JOB ITEM —
Reproduce the data below verbatim, line for line, without any changes.

[Saved entries]

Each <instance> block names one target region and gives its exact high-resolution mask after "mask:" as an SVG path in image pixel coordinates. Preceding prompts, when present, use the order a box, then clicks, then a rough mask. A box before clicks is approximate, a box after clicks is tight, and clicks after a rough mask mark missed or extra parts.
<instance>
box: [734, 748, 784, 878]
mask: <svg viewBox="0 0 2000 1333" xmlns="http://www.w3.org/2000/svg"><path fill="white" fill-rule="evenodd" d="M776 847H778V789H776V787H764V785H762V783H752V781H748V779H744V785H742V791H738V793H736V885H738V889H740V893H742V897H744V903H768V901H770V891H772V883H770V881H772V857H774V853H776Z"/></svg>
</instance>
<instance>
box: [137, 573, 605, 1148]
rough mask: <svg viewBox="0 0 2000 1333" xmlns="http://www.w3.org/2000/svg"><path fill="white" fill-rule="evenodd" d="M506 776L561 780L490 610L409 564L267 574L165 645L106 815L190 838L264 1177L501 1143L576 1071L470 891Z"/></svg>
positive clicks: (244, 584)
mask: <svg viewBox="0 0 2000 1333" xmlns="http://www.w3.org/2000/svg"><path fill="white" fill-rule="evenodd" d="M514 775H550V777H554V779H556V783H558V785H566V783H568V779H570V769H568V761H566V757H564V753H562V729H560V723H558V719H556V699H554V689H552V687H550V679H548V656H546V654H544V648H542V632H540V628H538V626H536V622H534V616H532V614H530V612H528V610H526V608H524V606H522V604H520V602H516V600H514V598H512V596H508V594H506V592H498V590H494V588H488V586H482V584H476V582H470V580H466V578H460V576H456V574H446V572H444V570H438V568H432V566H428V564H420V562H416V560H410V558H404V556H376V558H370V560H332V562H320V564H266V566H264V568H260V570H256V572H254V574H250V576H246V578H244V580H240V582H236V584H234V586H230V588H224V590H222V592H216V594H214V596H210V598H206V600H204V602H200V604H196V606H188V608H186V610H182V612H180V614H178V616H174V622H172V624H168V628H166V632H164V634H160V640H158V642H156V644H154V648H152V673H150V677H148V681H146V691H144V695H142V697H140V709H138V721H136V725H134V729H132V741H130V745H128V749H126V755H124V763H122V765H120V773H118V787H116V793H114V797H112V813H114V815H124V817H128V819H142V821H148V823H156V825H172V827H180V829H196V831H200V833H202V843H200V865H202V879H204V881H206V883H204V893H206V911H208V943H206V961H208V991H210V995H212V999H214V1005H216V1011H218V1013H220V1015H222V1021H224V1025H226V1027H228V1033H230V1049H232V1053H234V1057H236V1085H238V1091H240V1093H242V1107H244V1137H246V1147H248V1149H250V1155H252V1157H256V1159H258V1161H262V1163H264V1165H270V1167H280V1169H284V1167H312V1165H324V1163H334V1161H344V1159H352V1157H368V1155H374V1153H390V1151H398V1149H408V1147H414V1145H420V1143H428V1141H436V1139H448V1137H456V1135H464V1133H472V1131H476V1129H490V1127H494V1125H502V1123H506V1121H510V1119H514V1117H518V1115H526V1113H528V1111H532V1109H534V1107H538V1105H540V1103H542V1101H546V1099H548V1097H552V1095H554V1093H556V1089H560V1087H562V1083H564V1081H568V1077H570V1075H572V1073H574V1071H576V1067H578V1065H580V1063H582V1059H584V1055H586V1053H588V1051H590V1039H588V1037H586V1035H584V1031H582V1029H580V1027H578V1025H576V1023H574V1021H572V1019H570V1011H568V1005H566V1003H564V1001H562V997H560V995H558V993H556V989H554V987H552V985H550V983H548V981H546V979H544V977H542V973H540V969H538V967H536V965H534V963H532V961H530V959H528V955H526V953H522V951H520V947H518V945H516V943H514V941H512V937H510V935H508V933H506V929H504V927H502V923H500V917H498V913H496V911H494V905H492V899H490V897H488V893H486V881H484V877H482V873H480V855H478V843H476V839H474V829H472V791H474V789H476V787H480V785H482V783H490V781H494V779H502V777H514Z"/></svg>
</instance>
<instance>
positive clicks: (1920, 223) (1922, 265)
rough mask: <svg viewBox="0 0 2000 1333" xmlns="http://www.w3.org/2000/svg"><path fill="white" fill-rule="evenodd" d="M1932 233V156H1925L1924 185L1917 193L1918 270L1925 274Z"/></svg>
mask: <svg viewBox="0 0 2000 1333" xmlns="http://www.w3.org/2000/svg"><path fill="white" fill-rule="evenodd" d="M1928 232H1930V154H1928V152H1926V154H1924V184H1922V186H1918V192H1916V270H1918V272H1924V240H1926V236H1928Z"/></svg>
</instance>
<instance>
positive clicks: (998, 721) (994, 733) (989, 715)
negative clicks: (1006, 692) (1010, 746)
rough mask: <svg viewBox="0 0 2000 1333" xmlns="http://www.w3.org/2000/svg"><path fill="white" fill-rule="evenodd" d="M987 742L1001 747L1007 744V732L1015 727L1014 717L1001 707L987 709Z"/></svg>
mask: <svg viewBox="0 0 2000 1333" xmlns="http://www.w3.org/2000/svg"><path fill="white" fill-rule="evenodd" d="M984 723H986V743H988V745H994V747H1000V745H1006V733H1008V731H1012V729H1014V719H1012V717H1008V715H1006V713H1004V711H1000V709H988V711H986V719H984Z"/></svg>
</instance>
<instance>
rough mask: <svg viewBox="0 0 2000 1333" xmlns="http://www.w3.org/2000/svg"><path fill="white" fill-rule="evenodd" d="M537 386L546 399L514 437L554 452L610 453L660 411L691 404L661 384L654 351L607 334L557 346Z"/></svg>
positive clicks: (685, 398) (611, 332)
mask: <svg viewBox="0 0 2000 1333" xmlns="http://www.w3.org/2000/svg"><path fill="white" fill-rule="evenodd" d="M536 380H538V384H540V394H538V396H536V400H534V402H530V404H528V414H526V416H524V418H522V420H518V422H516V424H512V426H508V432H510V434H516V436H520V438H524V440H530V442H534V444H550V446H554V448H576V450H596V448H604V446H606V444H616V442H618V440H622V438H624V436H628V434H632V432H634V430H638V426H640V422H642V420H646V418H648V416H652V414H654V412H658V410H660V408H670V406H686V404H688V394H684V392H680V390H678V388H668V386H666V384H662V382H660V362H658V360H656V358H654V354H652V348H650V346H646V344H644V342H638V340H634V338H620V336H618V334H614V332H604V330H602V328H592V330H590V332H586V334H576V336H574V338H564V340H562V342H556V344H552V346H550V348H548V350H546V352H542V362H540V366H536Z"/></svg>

YOUR RESPONSE —
Each <instance> block names one target region and gives its exact high-resolution mask after "mask:" as an SVG path in image pixel coordinates. Preceding prompts, when present, use the order a box, then clicks, then a rough mask. A box before clicks is approximate, a box after clicks is tight, and clicks after a rough mask mark missed or extra parts.
<instance>
box: [734, 748, 784, 878]
mask: <svg viewBox="0 0 2000 1333" xmlns="http://www.w3.org/2000/svg"><path fill="white" fill-rule="evenodd" d="M776 847H778V789H776V787H764V785H762V783H752V781H748V779H744V785H742V791H738V793H736V885H738V889H740V893H742V897H744V903H768V901H770V891H772V883H770V881H772V857H774V853H776Z"/></svg>
</instance>
<instance>
box: [137, 573, 605, 1148]
rough mask: <svg viewBox="0 0 2000 1333" xmlns="http://www.w3.org/2000/svg"><path fill="white" fill-rule="evenodd" d="M506 776L561 780L490 610L409 564L267 574L165 645L106 815L190 838L264 1177L501 1143L576 1071L470 891Z"/></svg>
positive clicks: (244, 584)
mask: <svg viewBox="0 0 2000 1333" xmlns="http://www.w3.org/2000/svg"><path fill="white" fill-rule="evenodd" d="M514 775H550V777H554V779H556V783H558V785H566V783H568V779H570V769H568V761H566V757H564V753H562V729H560V723H558V719H556V699H554V689H552V687H550V679H548V656H546V654H544V648H542V632H540V628H538V626H536V622H534V616H532V614H530V612H528V610H526V608H524V606H522V604H520V602H516V600H514V598H512V596H508V594H506V592H498V590H494V588H488V586H482V584H476V582H470V580H466V578H460V576H456V574H446V572H444V570H438V568H432V566H428V564H420V562H416V560H410V558H404V556H376V558H370V560H332V562H320V564H266V566H264V568H260V570H256V572H254V574H250V576H246V578H244V580H240V582H236V584H234V586H230V588H224V590H222V592H216V594H214V596H210V598H206V600H204V602H200V604H196V606H188V608H186V610H182V612H180V614H178V616H174V622H172V624H168V628H166V632H164V634H160V640H158V642H156V644H154V648H152V673H150V677H148V681H146V691H144V695H142V697H140V709H138V721H136V725H134V729H132V741H130V745H128V749H126V755H124V763H122V765H120V773H118V787H116V793H114V797H112V813H114V815H124V817H128V819H142V821H148V823H156V825H172V827H180V829H196V831H200V833H202V843H200V865H202V879H204V881H206V883H204V893H206V911H208V943H206V961H208V991H210V995H212V999H214V1005H216V1011H218V1013H220V1015H222V1021H224V1025H226V1027H228V1033H230V1049H232V1053H234V1057H236V1085H238V1091H240V1093H242V1107H244V1137H246V1147H248V1149H250V1155H252V1157H256V1159H258V1161H262V1163H264V1165H270V1167H280V1169H284V1167H312V1165H324V1163H334V1161H344V1159H352V1157H368V1155H374V1153H390V1151H398V1149H408V1147H414V1145H420V1143H428V1141H436V1139H448V1137H456V1135H464V1133H472V1131H476V1129H490V1127H494V1125H502V1123H506V1121H510V1119H514V1117H518V1115H526V1113H528V1111H532V1109H534V1107H538V1105H540V1103H542V1101H546V1099H548V1097H552V1095H554V1093H556V1089H560V1087H562V1083H564V1081H568V1077H570V1075H572V1073H574V1071H576V1067H578V1065H580V1063H582V1059H584V1055H586V1053H588V1051H590V1039H588V1037H586V1035H584V1031H582V1029H580V1027H578V1025H576V1023H574V1021H572V1019H570V1011H568V1005H566V1003H564V1001H562V997H560V995H558V993H556V989H554V987H552V985H550V983H548V981H546V979H544V977H542V973H540V969H538V967H536V965H534V963H532V961H530V959H528V955H526V953H522V951H520V947H518V945H516V943H514V941H512V937H510V935H508V933H506V929H504V927H502V923H500V917H498V913H496V911H494V905H492V899H490V897H488V893H486V881H484V877H482V873H480V855H478V843H476V839H474V829H472V791H474V789H476V787H480V785H482V783H490V781H494V779H502V777H514Z"/></svg>
</instance>
<instance>
positive clicks: (1920, 223) (1922, 265)
rough mask: <svg viewBox="0 0 2000 1333" xmlns="http://www.w3.org/2000/svg"><path fill="white" fill-rule="evenodd" d="M1932 233V156H1925L1924 185L1917 193L1918 270L1925 274Z"/></svg>
mask: <svg viewBox="0 0 2000 1333" xmlns="http://www.w3.org/2000/svg"><path fill="white" fill-rule="evenodd" d="M1928 232H1930V154H1928V152H1926V154H1924V184H1922V186H1918V192H1916V270H1918V272H1924V240H1926V236H1928Z"/></svg>
</instance>
<instance>
positive clicks: (998, 721) (994, 733) (989, 715)
negative clicks: (1006, 692) (1010, 746)
rough mask: <svg viewBox="0 0 2000 1333" xmlns="http://www.w3.org/2000/svg"><path fill="white" fill-rule="evenodd" d="M987 742L1001 747L1007 744V732L1015 727L1014 717L1001 707L987 709Z"/></svg>
mask: <svg viewBox="0 0 2000 1333" xmlns="http://www.w3.org/2000/svg"><path fill="white" fill-rule="evenodd" d="M984 723H986V743H988V745H994V747H1000V745H1006V733H1008V731H1012V729H1014V719H1012V717H1008V715H1006V713H1004V711H1000V709H988V711H986V719H984Z"/></svg>
</instance>
<instance>
rough mask: <svg viewBox="0 0 2000 1333" xmlns="http://www.w3.org/2000/svg"><path fill="white" fill-rule="evenodd" d="M537 386L546 399L514 437L554 452L610 453L660 411L691 404L661 384L654 351L607 334L557 346Z"/></svg>
positive clicks: (685, 398) (611, 332)
mask: <svg viewBox="0 0 2000 1333" xmlns="http://www.w3.org/2000/svg"><path fill="white" fill-rule="evenodd" d="M536 380H538V384H540V394H538V396H536V400H534V402H530V404H528V414H526V416H524V418H522V420H518V422H516V424H512V426H508V432H510V434H516V436H520V438H524V440H530V442H534V444H550V446H554V448H576V450H596V448H604V446H606V444H616V442H618V440H622V438H624V436H628V434H632V432H634V430H638V426H640V422H642V420H646V418H648V416H652V414H654V412H658V410H660V408H670V406H686V404H688V394H684V392H680V390H678V388H668V386H666V384H662V382H660V362H658V360H656V358H654V354H652V348H650V346H646V344H644V342H638V340H634V338H620V336H618V334H614V332H604V330H602V328H592V330H590V332H586V334H576V336H574V338H564V340H562V342H556V344H552V346H550V348H548V350H546V352H542V362H540V366H536Z"/></svg>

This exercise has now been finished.